*** Supplied entries ***
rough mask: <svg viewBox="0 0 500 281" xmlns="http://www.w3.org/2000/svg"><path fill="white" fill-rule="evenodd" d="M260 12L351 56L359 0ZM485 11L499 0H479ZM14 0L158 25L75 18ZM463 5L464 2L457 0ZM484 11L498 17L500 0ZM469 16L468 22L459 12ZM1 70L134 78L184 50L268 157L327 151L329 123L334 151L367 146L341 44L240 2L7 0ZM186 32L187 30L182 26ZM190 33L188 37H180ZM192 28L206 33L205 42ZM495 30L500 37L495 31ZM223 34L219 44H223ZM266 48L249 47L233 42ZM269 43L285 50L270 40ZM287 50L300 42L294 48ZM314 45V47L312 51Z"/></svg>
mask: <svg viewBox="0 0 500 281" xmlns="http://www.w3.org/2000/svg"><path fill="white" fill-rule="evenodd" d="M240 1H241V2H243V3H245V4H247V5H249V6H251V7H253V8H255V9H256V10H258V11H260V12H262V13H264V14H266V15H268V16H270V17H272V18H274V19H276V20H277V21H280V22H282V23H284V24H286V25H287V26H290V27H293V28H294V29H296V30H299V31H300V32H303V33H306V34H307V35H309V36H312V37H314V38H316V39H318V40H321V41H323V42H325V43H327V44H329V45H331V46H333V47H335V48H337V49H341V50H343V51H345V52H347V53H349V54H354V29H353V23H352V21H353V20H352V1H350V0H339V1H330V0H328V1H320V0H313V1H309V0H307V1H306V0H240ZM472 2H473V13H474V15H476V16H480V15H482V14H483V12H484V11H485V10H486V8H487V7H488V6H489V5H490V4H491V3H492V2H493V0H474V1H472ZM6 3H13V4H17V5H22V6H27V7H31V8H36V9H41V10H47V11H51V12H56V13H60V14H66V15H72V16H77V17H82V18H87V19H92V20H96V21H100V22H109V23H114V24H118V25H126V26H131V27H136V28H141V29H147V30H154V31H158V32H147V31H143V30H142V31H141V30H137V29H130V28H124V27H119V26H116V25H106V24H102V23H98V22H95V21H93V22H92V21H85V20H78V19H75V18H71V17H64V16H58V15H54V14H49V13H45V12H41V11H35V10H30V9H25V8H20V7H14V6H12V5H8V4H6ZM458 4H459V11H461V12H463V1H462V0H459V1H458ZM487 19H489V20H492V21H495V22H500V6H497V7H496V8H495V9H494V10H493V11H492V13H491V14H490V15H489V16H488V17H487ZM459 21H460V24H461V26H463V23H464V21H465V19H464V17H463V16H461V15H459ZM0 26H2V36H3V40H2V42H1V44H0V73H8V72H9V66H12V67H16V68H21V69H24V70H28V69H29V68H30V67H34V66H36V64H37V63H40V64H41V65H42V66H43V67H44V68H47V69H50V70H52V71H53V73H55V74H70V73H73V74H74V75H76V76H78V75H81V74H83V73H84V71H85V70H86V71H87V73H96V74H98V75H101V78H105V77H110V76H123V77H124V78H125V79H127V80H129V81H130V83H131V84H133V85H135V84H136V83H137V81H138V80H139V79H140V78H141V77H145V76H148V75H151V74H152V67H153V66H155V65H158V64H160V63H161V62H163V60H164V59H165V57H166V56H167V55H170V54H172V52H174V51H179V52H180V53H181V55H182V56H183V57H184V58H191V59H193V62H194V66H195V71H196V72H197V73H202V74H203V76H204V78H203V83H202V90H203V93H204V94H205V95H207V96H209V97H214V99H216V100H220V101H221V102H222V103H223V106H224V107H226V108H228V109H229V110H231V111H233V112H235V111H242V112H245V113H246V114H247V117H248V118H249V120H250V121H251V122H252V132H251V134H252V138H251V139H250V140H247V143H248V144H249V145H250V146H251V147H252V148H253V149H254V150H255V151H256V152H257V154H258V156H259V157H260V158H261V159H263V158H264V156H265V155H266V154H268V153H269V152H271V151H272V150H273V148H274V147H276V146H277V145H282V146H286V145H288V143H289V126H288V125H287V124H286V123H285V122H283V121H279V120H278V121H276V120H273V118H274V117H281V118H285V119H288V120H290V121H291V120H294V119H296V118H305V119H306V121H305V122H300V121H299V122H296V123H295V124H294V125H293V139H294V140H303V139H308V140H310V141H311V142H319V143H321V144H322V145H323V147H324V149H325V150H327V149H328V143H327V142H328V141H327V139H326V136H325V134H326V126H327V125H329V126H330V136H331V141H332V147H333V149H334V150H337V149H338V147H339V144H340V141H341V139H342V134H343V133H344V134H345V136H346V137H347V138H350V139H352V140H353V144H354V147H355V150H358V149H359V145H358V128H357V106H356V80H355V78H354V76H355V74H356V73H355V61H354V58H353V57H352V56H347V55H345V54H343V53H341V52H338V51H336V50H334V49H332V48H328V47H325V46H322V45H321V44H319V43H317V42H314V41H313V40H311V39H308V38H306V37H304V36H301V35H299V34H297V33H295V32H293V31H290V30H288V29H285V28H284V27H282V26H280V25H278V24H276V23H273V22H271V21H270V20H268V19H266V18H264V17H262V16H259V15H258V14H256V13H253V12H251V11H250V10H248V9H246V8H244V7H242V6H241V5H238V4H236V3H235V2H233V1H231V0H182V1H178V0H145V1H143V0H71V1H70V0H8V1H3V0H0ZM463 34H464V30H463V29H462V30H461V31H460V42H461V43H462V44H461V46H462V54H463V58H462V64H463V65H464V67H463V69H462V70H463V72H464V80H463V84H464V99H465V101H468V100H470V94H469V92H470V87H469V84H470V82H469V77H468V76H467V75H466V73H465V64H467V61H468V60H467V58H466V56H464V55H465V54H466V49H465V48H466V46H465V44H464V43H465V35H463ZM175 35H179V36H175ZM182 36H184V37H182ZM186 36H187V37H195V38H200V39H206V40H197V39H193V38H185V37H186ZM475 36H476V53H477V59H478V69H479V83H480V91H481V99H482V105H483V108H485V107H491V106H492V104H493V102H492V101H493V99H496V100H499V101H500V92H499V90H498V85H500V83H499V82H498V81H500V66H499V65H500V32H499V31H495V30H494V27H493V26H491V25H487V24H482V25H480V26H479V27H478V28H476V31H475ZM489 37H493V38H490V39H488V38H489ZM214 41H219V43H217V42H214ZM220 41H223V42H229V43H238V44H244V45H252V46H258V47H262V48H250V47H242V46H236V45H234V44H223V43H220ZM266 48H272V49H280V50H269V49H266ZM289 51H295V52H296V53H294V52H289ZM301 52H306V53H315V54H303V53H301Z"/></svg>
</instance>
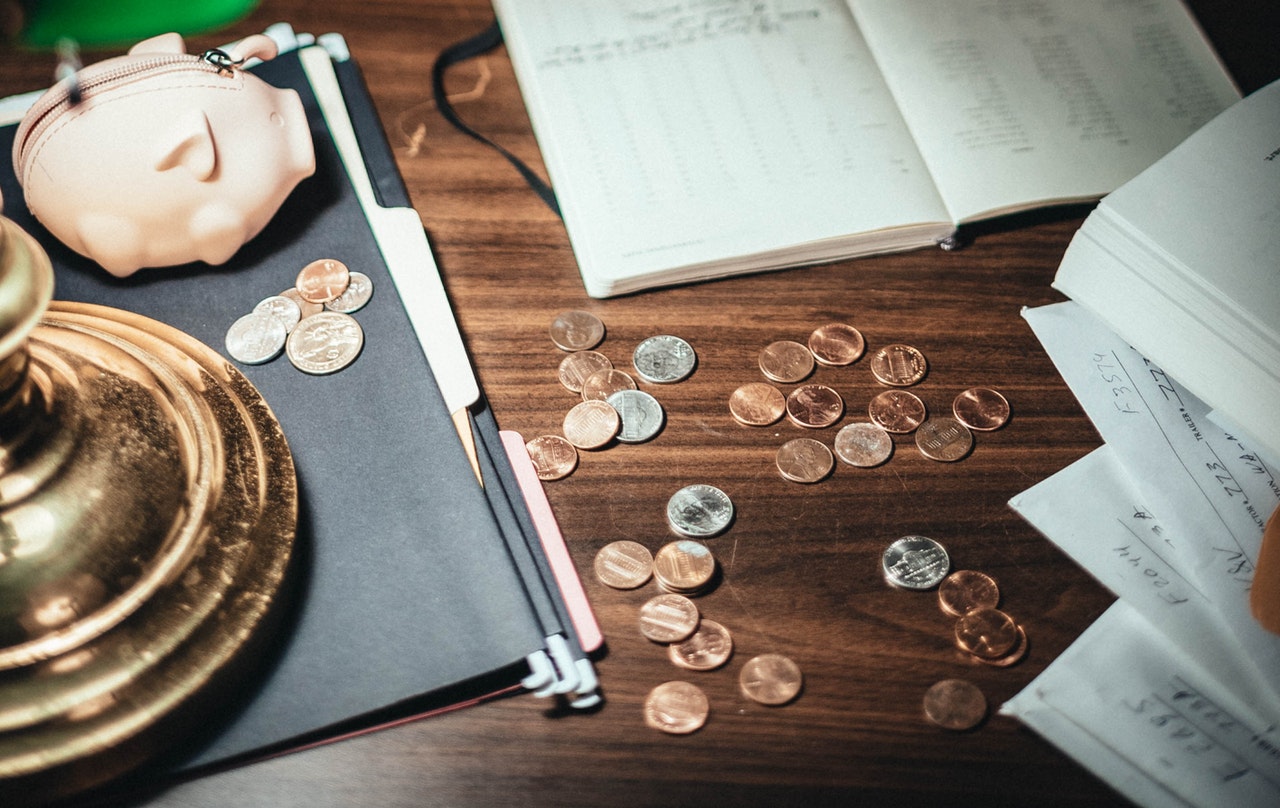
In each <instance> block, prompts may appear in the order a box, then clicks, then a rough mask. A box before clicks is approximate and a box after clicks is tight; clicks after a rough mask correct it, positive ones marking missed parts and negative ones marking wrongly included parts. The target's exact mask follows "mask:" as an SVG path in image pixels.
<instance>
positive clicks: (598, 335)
mask: <svg viewBox="0 0 1280 808" xmlns="http://www.w3.org/2000/svg"><path fill="white" fill-rule="evenodd" d="M602 341H604V323H603V321H602V320H600V318H598V316H595V315H594V314H591V312H590V311H562V312H561V314H558V315H557V316H556V319H554V320H552V342H554V343H556V347H557V348H559V350H561V351H586V350H590V348H594V347H595V346H598V344H600V342H602Z"/></svg>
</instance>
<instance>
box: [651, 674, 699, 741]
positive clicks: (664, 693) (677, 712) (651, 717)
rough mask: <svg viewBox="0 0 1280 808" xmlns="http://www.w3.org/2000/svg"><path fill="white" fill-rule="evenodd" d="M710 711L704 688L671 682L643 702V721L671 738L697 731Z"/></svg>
mask: <svg viewBox="0 0 1280 808" xmlns="http://www.w3.org/2000/svg"><path fill="white" fill-rule="evenodd" d="M709 712H710V703H709V702H708V700H707V694H705V693H703V690H701V688H699V686H698V685H694V684H690V683H687V681H668V683H663V684H660V685H658V686H657V688H654V689H653V690H650V691H649V695H648V697H646V698H645V700H644V722H645V723H646V725H649V726H650V727H653V729H655V730H662V731H663V732H669V734H672V735H687V734H690V732H695V731H698V730H699V729H701V726H703V725H704V723H707V716H708V713H709Z"/></svg>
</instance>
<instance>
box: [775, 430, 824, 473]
mask: <svg viewBox="0 0 1280 808" xmlns="http://www.w3.org/2000/svg"><path fill="white" fill-rule="evenodd" d="M773 462H774V464H776V465H777V466H778V471H780V473H781V474H782V476H783V478H786V479H788V480H791V481H792V483H817V481H819V480H822V479H823V478H826V476H827V475H828V474H831V470H832V467H833V466H835V465H836V458H835V457H832V455H831V449H828V448H827V444H826V443H823V442H822V440H814V439H813V438H795V439H792V440H787V442H786V443H783V444H782V447H781V448H778V453H777V456H776V457H774V461H773Z"/></svg>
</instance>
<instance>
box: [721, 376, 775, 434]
mask: <svg viewBox="0 0 1280 808" xmlns="http://www.w3.org/2000/svg"><path fill="white" fill-rule="evenodd" d="M728 411H730V414H731V415H732V416H733V420H736V421H737V423H739V424H742V425H744V426H768V425H769V424H772V423H774V421H777V420H778V419H780V417H782V414H783V412H786V411H787V400H786V397H785V396H783V394H782V391H780V389H778V388H776V387H773V385H772V384H767V383H764V382H751V383H749V384H744V385H742V387H740V388H737V389H736V391H733V394H732V396H730V397H728Z"/></svg>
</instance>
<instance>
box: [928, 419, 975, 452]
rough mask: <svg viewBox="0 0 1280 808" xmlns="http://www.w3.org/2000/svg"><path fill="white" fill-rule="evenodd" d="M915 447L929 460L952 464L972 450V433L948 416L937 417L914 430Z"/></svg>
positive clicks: (962, 425)
mask: <svg viewBox="0 0 1280 808" xmlns="http://www.w3.org/2000/svg"><path fill="white" fill-rule="evenodd" d="M915 446H916V447H918V448H919V449H920V453H922V455H924V456H925V457H928V458H929V460H938V461H942V462H954V461H956V460H960V458H963V457H964V456H965V455H968V453H969V449H972V448H973V433H970V432H969V428H968V426H965V425H964V424H961V423H960V421H957V420H956V419H954V417H951V416H950V415H938V416H934V417H931V419H929V420H927V421H924V423H923V424H920V426H919V428H918V429H916V430H915Z"/></svg>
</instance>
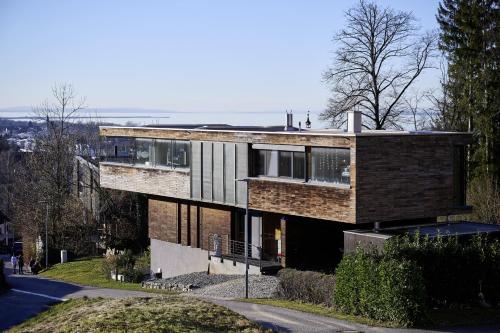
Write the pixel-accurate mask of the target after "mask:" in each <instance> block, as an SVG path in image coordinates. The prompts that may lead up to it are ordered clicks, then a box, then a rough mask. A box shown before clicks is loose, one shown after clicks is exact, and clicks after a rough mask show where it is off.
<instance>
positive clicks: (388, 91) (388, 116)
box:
***
## Task instructions
Select every line in the data above that contains the string "positive", and copy each of those lines in full.

## Solution to this problem
In each <instance> block, prompts may appear in the order a box, then clicks, then a rough mask. A box before clicks is approximate and a box after clicks is tight; clicks after a rough mask correct it, positive ones marking missed parts and negative ones marking wrongly included parts. The target's exact mask follows "mask:" as an SVG path in image pixels.
positive clicks: (598, 335)
positive clicks: (664, 693) (677, 712) (651, 717)
positive clicks: (962, 425)
positive clicks: (388, 91) (388, 116)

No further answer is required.